▸ **Document segment**
________________

Generally, AIP will follow the guidelines set forth in Section II of MSIM’s Proxy Voting Policy and Procedures. To the extent that such guidelines do not provide specific direction, or AIP determines that consistent with the Client Proxy Standard, the guidelines should not be followed, the Proxy Review Committee has delegated the voting authority to vote securities held by accounts managed by AIP to the Liquid Markets investment team and the Private Markets investment team of AIP. A summary of decisions made by the investment teams will be made available to the Proxy Review Committee for its information at the next scheduled meeting of the Proxy Review Committee.
 
In certain cases, AIP may determine to abstain from determining (or recommending) how a proxy should be voted (and therefore abstain from voting such proxy or recommending how such proxy should be voted), such as where the expected cost of giving due consideration to the proxy does not justify the potential benefits to the affected account(s) that might result from adopting or rejecting (as the case may be) the measure in question.

________________

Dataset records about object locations
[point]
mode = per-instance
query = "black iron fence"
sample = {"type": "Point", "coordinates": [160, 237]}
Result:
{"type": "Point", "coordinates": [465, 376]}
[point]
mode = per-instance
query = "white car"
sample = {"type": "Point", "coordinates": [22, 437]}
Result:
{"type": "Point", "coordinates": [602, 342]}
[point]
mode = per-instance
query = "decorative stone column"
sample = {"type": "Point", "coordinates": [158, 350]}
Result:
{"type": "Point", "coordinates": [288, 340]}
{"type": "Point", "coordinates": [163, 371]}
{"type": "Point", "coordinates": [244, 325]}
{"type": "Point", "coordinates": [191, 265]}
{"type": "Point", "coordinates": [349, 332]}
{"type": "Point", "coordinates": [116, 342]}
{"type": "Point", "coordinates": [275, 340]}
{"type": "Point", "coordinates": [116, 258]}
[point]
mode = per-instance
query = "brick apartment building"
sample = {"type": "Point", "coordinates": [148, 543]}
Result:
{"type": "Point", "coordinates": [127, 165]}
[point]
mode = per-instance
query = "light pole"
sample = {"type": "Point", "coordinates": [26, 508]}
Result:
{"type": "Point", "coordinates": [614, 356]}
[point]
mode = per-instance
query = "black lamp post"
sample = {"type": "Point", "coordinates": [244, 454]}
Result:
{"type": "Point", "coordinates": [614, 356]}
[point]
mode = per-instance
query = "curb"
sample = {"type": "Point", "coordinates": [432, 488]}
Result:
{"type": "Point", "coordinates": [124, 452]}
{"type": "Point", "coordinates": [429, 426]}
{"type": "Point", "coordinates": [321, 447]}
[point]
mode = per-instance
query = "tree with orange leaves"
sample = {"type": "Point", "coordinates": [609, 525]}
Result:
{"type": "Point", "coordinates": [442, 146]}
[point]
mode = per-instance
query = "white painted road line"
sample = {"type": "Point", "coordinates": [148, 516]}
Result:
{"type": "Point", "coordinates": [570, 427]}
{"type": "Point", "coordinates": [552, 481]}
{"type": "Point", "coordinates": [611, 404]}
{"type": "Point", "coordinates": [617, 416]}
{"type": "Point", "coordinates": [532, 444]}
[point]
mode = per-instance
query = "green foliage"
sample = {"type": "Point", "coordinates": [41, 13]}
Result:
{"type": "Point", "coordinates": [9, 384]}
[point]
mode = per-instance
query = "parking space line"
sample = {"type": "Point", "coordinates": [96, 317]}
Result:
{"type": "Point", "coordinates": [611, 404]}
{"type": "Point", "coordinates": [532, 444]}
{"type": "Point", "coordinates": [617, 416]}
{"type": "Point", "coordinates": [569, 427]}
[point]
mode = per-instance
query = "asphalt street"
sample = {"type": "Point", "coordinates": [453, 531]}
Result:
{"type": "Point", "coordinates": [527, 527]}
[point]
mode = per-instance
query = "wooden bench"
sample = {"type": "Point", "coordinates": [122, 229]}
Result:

________________

▸ **Task directions**
Please duplicate the passage from the proxy voting text, starting with "Generally, AIP will" and going on through "Proxy Review Committee.".

▸ **Complete output**
Generally, AIP will follow the guidelines set forth in Section II of MSIM’s Proxy Voting Policy and Procedures. To the extent that such guidelines do not provide specific direction, or AIP determines that consistent with the Client Proxy Standard, the guidelines should not be followed, the Proxy Review Committee has delegated the voting authority to vote securities held by accounts managed by AIP to the Liquid Markets investment team and the Private Markets investment team of AIP. A summary of decisions made by the investment teams will be made available to the Proxy Review Committee for its information at the next scheduled meeting of the Proxy Review Committee.